Instrução:
Converta em uma tabela Markdown as linhas do material, do início até a linha que contém "point(730, 754)", inclusive. Use as colunas nº e Linha e deixe de fora as linhas em branco.

***** Linhas de dados *****

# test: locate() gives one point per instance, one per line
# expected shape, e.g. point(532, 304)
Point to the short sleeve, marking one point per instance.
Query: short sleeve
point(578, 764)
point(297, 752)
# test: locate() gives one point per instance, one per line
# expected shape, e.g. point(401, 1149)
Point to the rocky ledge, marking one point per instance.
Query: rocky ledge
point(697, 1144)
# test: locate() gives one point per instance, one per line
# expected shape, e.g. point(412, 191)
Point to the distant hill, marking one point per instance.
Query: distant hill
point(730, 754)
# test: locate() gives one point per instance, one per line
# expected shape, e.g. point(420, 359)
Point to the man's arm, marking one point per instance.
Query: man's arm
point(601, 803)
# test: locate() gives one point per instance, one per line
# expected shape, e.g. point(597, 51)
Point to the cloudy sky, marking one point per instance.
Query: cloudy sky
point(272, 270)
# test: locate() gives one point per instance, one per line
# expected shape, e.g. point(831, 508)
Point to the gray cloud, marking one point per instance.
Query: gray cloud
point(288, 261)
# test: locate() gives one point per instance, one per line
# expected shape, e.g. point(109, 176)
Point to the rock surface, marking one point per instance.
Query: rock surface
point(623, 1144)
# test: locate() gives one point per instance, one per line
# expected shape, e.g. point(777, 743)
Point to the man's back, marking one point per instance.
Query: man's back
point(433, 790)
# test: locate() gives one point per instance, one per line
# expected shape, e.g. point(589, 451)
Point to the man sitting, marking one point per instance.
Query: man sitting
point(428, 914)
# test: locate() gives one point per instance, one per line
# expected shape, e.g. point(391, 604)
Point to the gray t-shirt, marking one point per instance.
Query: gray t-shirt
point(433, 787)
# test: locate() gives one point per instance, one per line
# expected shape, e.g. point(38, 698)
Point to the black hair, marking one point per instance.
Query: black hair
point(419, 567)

*****

Resposta completa:
| nº | Linha |
|---|---|
| 1 | # test: locate() gives one point per instance, one per line |
| 2 | # expected shape, e.g. point(532, 304) |
| 3 | Point to the short sleeve, marking one point per instance. |
| 4 | Query: short sleeve |
| 5 | point(578, 764) |
| 6 | point(297, 752) |
| 7 | # test: locate() gives one point per instance, one per line |
| 8 | # expected shape, e.g. point(401, 1149) |
| 9 | Point to the rocky ledge, marking one point per instance. |
| 10 | Query: rocky ledge |
| 11 | point(697, 1144) |
| 12 | # test: locate() gives one point per instance, one per line |
| 13 | # expected shape, e.g. point(412, 191) |
| 14 | Point to the distant hill, marking one point per instance. |
| 15 | Query: distant hill |
| 16 | point(730, 754) |